*** Opening of Exercise text ***

CO attorney general: Child sex trafficking a “serious problem”
Colorado’s attorney general said Tuesday that child sex trafficking has become a serious problem throughout the state.
On Monday, Attorney General John Suthers’ office announced that 12 people had been indicted for running and patronizing a Denver-based child prostitution ring. The group is accused of selling girls all over the state, including in Colorado Springs.
“Several were members of the Crips gang, and there was a lot of coercion involved,” said Suthers. “What typically happens happened in this case: they run across some runaways, do some favors for them, and the next thing you know, they’re prostituting them.”
According to the indictment, two teen girls were beaten and forced to perform sex acts. The pimps allegedly used the website Backpage.com, a site investigated by TARGET 13 for its child sex ads, to sell the teens.
“In my personal experience, I don’t think I’ve ever seen an incident of corporate irresponsibility quite as significant as Backpage.com,” said Suthers.
Case after case has shown that children are being sold on Backpage.com
Suthers has joined other attorneys general in a campaign to get the adult section of the site taken down. He said he’s never gotten a response from the owners.
“We’ve been reading for years now about the fact that American men will go to southeast Asia for sex tourism and things like that, but I think we have come to grips with the fact that we have a serious problem here in Colorado,” said Suthers.
The self-reported gang members arrested are Lawrence Richard Martinez, 22, Reginald James Ryan, 31, and Angela Jeanine Ryan, 42.
Robert Kenth Drinkwater-Mills, 19, Lewis Jerome Smith, 42, Mercedes Devon Sanders, 22, Phaedra Lanee Robinson, 42, and Hollie Gene Mintour, 40, made up the “criminal enterprise.”
The alleged “johns” arrested are Hayatullah Khazi, 28, Grant Richard Schoengarth, 32, Richard Neil Gottbreht, 63, and Nathan Theodore Hom, 36.

*** Close of Exercise text ***
*** Opening of Entries provided ***

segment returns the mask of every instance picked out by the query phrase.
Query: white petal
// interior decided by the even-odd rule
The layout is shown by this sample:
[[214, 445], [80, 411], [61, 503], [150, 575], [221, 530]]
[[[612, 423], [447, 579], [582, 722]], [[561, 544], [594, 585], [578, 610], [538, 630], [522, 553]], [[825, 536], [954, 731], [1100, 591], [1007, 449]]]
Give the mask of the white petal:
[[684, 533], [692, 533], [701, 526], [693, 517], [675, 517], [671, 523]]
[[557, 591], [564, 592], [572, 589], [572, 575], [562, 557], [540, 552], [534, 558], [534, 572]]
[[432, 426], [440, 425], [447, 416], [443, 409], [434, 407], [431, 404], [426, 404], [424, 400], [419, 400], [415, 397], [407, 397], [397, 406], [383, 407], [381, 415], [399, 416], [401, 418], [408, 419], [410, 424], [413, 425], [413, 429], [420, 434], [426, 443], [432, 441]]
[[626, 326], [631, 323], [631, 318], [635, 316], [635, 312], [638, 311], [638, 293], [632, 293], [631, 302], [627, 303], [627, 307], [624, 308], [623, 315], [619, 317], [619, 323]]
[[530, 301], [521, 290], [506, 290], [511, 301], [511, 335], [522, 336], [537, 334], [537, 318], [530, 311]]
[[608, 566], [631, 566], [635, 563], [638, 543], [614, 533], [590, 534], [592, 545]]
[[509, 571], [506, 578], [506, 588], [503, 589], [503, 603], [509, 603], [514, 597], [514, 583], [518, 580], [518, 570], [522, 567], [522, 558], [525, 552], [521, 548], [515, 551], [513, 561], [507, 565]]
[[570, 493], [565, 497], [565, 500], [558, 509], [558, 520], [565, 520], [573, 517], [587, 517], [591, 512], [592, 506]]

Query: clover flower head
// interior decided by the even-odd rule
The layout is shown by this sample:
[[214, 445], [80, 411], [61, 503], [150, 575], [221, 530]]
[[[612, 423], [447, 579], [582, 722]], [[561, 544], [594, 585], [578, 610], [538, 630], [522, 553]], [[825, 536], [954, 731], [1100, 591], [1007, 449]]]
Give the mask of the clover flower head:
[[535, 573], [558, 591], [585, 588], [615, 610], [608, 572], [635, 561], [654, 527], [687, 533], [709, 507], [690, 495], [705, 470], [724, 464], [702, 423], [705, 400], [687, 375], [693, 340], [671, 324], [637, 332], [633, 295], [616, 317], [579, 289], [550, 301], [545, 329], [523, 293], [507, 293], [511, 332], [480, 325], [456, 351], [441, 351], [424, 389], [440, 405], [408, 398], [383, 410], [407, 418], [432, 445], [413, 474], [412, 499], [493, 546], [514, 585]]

*** Close of Entries provided ***

Work to be completed –
According to the article on child sex trafficking in Colorado, how many people were indicted in connection with the Denver-based child prostitution ring? The records have no connection to the text.

Written answer –
Twelve people were indicted.